> [Liste des tâches]
1) Selon le texte source, quels sont les âges des trois patriarches hébreux ?
2) Traduisez en anglais cette phrase du texte source : « Il avait déjà compris que leurs âges étonnants (175, 180 et 147 ans) cachaient une valeur algorithmique. »
3) Écrivez la suite du texte source sur le diloug et les âges des patriarches, en partant de sa dernière phrase.

Par lui-même, cet épisode des Évangiles (Mt 22, 29-32 // Mc 12, 26-27 // Lc 20, 37-38) reste incompréhensible : quel lien établir, en effet, entre ce Feu qui ne consume pas le roncier et la Résurrection des corps ? Mais selon une des règles de codage classique dans l’Antiquité, un diloug – sorte decryptage qui consiste à « sauter » (dalag en hébreu) un nombre précis de lettres pour former un nouveau mot –, un diloug de raison 6, fait apparaître un nom : YHShWH (à prononcer Yéshouah) dans le Texte hébreu d’Exode 3, 14. Or YHShWH est le « Nom nouveau » de Jésus glorifié, le Nom qui est au-dessus de tout nom, auquel saint Jean et saint Paul font allusion après la Résurrection du Christ. Quant à sa prononciation, elle est proche du nom terrestre de Jésus en hébreu ou en araméen : Iêshouaʽ, mais dans lequel la dernière lettre, la gutturale Ayïn, est remplacée par le He, symbole de l’Esprit Saint dans le Tétragramme YHWH.

Il est impossible de rendre compte dans une simple recension de toutes les richesses que nous découvre ce livre, résultat d’une recherche commencée il y a 40 ans. Benoît Gandillot nous en avait donné un premier aperçu lors du colloque du CEP à Angers, en 2000, mais il lui manquait alors la clef complète du Symbole des trois Patriarches hébreux. Il avait déjà compris que leurs âges étonnants (175, 180 et 147 ans) cachaient une valeur algorithmique. Mais la série demeurait incomplète et le sens lui en échappait encore.

> [Lignes enregistrées]

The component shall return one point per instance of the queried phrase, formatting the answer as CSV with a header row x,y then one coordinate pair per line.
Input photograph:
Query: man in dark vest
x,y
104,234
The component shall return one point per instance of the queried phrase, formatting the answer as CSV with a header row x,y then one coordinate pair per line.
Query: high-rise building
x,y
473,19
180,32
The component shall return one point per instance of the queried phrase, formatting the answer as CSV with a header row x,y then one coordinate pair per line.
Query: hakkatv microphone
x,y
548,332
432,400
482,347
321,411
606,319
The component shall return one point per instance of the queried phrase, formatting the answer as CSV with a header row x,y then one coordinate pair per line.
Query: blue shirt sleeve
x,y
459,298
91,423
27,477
* * *
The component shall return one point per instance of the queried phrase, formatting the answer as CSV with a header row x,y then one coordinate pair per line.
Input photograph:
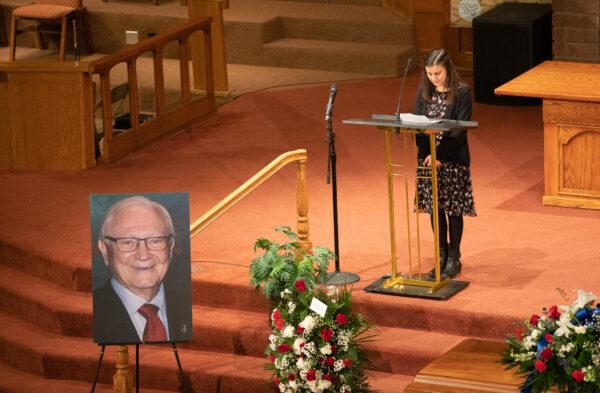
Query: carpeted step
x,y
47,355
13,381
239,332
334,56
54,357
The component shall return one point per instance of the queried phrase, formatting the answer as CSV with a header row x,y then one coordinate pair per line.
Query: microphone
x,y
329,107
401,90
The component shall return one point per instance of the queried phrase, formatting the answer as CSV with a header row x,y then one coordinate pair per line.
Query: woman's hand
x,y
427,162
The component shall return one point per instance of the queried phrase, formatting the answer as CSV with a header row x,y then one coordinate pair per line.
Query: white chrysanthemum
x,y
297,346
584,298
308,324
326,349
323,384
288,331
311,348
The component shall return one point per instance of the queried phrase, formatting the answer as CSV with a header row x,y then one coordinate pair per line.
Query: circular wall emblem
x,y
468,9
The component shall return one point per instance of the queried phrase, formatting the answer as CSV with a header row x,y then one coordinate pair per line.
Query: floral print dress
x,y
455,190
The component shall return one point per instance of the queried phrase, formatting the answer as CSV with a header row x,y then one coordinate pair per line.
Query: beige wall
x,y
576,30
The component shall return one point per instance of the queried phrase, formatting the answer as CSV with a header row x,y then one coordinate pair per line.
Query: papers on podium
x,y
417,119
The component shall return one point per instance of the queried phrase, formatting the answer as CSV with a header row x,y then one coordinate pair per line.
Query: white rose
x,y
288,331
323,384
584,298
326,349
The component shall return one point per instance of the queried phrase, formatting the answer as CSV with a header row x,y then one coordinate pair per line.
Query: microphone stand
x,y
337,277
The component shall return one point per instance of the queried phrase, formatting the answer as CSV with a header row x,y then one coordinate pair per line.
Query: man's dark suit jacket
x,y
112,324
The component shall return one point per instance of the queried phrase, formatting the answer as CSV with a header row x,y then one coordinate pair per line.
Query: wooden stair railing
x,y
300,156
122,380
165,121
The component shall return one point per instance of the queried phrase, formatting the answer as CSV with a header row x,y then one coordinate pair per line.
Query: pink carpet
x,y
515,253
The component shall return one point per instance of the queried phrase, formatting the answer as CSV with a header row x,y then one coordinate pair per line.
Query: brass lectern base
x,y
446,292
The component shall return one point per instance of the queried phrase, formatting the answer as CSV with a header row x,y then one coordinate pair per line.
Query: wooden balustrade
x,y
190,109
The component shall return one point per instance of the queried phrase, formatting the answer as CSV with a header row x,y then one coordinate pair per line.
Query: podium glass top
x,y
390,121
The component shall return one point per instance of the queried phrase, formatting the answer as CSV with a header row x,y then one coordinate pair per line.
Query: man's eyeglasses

> [Réponses par tâche]
1) 175, 180 et 147 ans.

2) He had already understood that their astonishing ages (175, 180 and 147 years) concealed an algorithmic value.

3)
Désormais, c’est une grille de lecture bien rodée qui nous est offerte. Comme l’écrit l’éditeur dans sa présentation, ce livre4 est « un événement appelé à provoquer la passion, la réflexion et à approfondir le savoir ».

(La Bible, la lettre et le nombre. Le code secret enfin déchiffré, Paris, Éd. du Cerf, avril 2021, 448 p., 24 €).


1Il s’agit du nom de la lettre grecque équivalant au י Yod hébraïque. Ce dernier est la dixième et la plus petite des 22 lettres. À Babylone, le scribe écrivait cette lettre en n’enfonçant dans l’argile de la tablette que le coin triangulaire de son calame, d’où l’expression de lettre « cunéiforme », du latin cuneus « coin » ; le trait était, lui, formé avec une des arêtes du calame.

2 Jeu d’autant plus arbitraire qu’il faut transposer les consonnes dans un autre alphabet et que les voyelles ne figurent pas dans le Texte massorétique.

3 É. MUNK, La Voix de la Thora, Paris, 1981, p. 216.

4 Déjà réimprimé, trois mois après sa parution !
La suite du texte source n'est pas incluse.